**PAGE EXTRACT:**
• • •

Dear all,
Our Sunday newsletter is the main one of the week. We will often send shorter emails on the day of an event, but Sunday is when we give you a full sense of what is going on. As mentioned in an earlier newsletter, the format will be: 1) an overview of what we are offering this week, 2) future plans, and 3) some reflections from one of our editorial team or readers (today, it is me (i.e. Anthony Morgan, the editor) offering some reflections on the relationship between kindness and truth). This format is still in an early phase, so any feedback on how to improve it would be much appreciated.
Offerings
This week we are hosting two events:
1) “Liberalism and its Never-ending Crises”: On Monday, leading historian of liberalism, Helena Rosenblatt, will help us to get a sense of the ever-evolving scope of liberalism at a time when thinkers from both sides of the political spectrum are claiming that it is in crisis and is unable to speak to our political, economic, and social moment.
2) “Deputization and Racial Violence”: Ekow Yankah is a legal scholar and philosopher whose work focuses on questions of political and criminal theory. On Tuesday, he will be introducing us to the concept of deputization in relation to racial violence, explaining why it is actually a more potent danger for Black Americans than more instantly recognizable state or vigilante violence. He will be in conversation with leading historian Elizabeth Hinton.
Your Sunday Read:
“Can Our Bodies Ever Be Good Enough?” At a time of the year when dieting and dissatisfaction with our bodies are at a premium, it seems like a good time to publish an edited transcript of a conversation we hosted last year between Clare Chambers and Brian D. Earp. Clare looks at questions of what is normal and natural in relation to our bodies, with a special focus on the moral and political aspects of living in a culture that places enormous emphasis on how we look.
Earlier this week, we uploaded “Have We Finally Become Ghosts in the Machine?”, an essay by Brad Evans and Chantal Meza that explores alienation and loneliness under technology.
Finally, we just uploaded the event recording and some short clips from Monday’s “In Praise of Failure” event featuring Costica Bradatan and Robert Zaretsky.
“In Praise of Failure” - an edited version of the whole conversation.
“Was Gandhi a Failure?” - short clip from the event.
“Why Praise Failure?” - another short clip from the event.
We will upload the recordings and some clips from the other events this past week shortly.
Plans
We have the first meeting of our new-look editorial team on Tuesday. Following this, we should have a clearer idea of which reading groups/classes we will be running in the spring. Do you have any groups/classes you would especially like us to set up? Please let us know in the comments below.
We will also have a clearer idea of which events we will be running in the spring. Confirmed speakers so far include Mariana Alessandri, Jeremy Bendik-Keymer, Lewis Gordon, Michael Hardt, Susan Neiman, Kieran Setiya, and Dan Taylor. Again, do you have any topics or speakers you would like us to add to our events or more general thoughts about the events series?

• • •

**MATERIAL PROVIDED:**
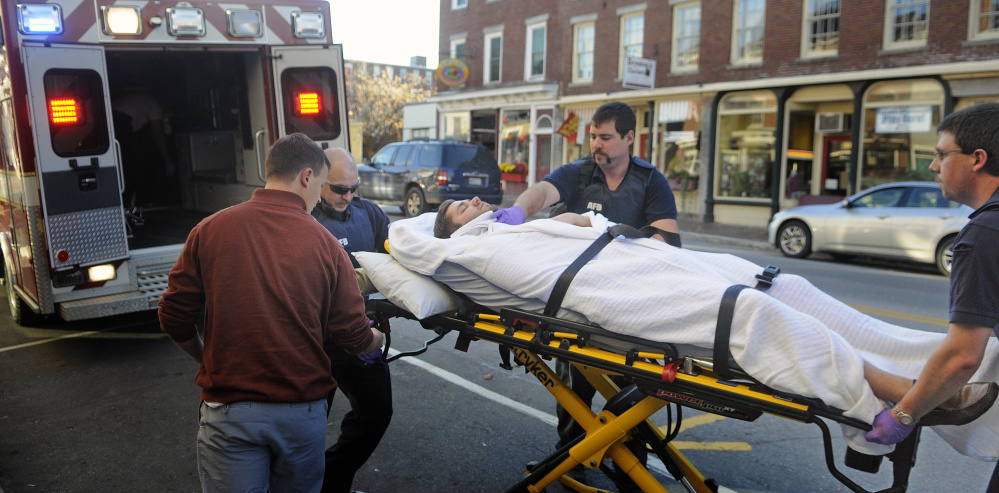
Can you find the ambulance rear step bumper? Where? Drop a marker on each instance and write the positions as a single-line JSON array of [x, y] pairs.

• • •

**GOAL 1:**
Answer these questions about the newsletter:
(a) Who will be in conversation with Ekow Yankah at Tuesday's event?
(b) Which essay, uploaded earlier this week, explores alienation and loneliness under technology?
(c) What is scheduled for the editorial team on Tuesday?
**GOAL 2:**
According to the newsletter, why is this a good time to publish the transcript "Can Our Bodies Ever Be Good Enough?"
**GOAL 3:**
Write the next part of the newsletter, beginning right after its final sentence.

**FINAL RESULT 1:**
(a) Elizabeth Hinton, a leading historian.
(b) "Have We Finally Become Ghosts in the Machine?" by Brad Evans and Chantal Meza.
(c) The first meeting of the new-look editorial team.

**FINAL RESULT 2:**
It is a time of year when dieting and dissatisfaction with our bodies are at a premium. That makes it a fitting moment for the conversation between Clare Chambers and Brian D. Earp about what is normal and natural in relation to our bodies.

**FINAL RESULT 3:**
Finally, the deadline has arrived for our first print issue of the year, so the submissions are coming in every day at the moment. The topic is “Where is Philosophy Going?” It will be published in February, so more on that soon…
Reflections
I saw a t-shirt the other day that said, “If you have to choose between being right and being kind, choose to be kind and you will always be right”. It’s a nice idea, but is it just flaky quasi-spiritual bullshit? The quote opens up interesting questions about the relationship between morality/ethics and truth. Where do they overlap and where do they diverge? I will outline two thoughts that address this question in the context of thinking about ourselves, and then offer a tentative conclusion.
Firstly, the philosopher Ian Hacking distinguishes between natural kinds, which are the subject matter of the natural sciences and which are not affected by their classifications, and human kinds, which are the subject matter of the human sciences and which are affected by their classifications, such that once these classifications are known they “change the ways in which individuals experience themselves – and may even lead people to evolve their feelings and behaviour in part because they are so classified”.
Second, and relatedly, humans are social beings who depend of the kind of recognition conferred by social relationships in order to emerge as fully-fledged agents and achieve certain freedoms. As Kristina Lepold put it in a recent issue of The Philosopher, “Persons generally rely on something we could call collective infrastructures of recognition to create the experience of true freedom in the social world”.
Taken together, these ideas suggest that who we are as humans is constantly shifting as a result of social influence, and that forms of social recognition, such as kindness and respect, can serve to liberate people in ways that would not have been possible by themselves. As the saying goes, we cannot pull ourselves up by our own bootstraps.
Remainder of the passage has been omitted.